- EXERCISE TASK -
Using the passage about Otellini's talk at the Aspen Forum, answer yes or no for whether each statement agrees with the passage, and quote the passage's deciding words exactly. 1. Otellini addressed the gathering at a Monday night dinner. 2. Bill Gates warned Washington in 2010. 3. Regulations, taxes and other compliance costs add more than $1 billion to a $4 billion factory.

- SOURCE PASSAGE -
Otellini was at the Technology Policy Institute’s Aspen Forum
last week. The Forum
is a magnet for other technology firms and assorted hangers
on. This last
category includes administration officials and their
aides. After all,
what better place to go than Aspen in August? Mr. Otellini spoke to the
gathering at dinner on Monday night.

Sure looks like a nice guy!
He
probably caused a few gasps in the audience. He told them the
truth. “Unless
government policies are altered, the next big thing will not be
invented here. Jobs
will not be created here.” This is not the sort of direct
talk bureaucrats are used to hearing, but wait…it got
better.
He told
them the U.S. legal environment is so hostile to business, it
was beginning to lead to a shift in wealth, “much like we’re
seeing today in Europe.” Otellini lamented that it had
not always been this way. Not long ago, he said U.S.
research centers were without peer. No country was more attractive
for start-up capital. Now he says, “That simply is no
longer the case.”
Mr.
Otellini reminded the audience that Microsoft’s Bill Gates
warned Washington in 2005 that the government needed to allow
guest worker visas and fix immigration for engineering students
studying in this country. Nothing was
done. The U.S.
kicks engineers out of the country when their student
visa expires.
They have graduated from our schools, and go back to
China and India to boost their research
institutions.
Ortellini
smacked the Democrats in control of Washington with,
"I think this group
does not understand what it takes to create jobs. And I think
they're flummoxed by their experiment in Keynesian economics
not working. They
are in a ‘Do’ loop right now trying to figure out what the
answer is.”
Otellini expressed exasperation at the cost of doing business
in the U.S., with government regulations, taxes and other
compliance costs adding over $1 billion to a $4 billion factory
that would employ a thousand blue collar
workers. These
are costs other governments do not impose, because they
want the jobs.

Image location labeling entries
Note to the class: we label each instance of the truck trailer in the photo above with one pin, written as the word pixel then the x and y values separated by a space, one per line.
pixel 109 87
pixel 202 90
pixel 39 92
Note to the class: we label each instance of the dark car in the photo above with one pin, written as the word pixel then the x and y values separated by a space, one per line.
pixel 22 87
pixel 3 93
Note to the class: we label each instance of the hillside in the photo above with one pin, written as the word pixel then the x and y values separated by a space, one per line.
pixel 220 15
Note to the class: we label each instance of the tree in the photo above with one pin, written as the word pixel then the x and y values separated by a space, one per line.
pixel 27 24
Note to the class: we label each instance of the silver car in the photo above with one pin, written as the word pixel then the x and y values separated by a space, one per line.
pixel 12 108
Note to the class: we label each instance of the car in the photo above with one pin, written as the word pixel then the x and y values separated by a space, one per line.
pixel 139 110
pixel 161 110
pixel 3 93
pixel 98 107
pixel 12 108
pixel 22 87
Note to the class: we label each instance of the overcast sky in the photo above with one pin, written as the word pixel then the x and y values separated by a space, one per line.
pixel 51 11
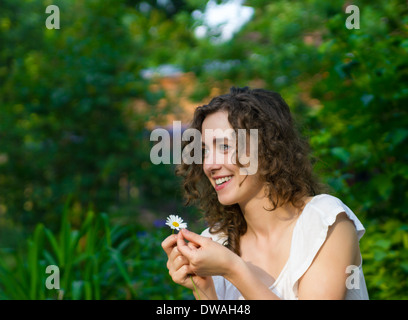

- OUTPUT BELOW -
1. Yes: "Mr. Otellini spoke to the gathering at dinner on Monday night."
2. No: "Bill Gates warned Washington in 2005"
3. Yes: "government regulations, taxes and other compliance costs adding over $1 billion to a $4 billion factory"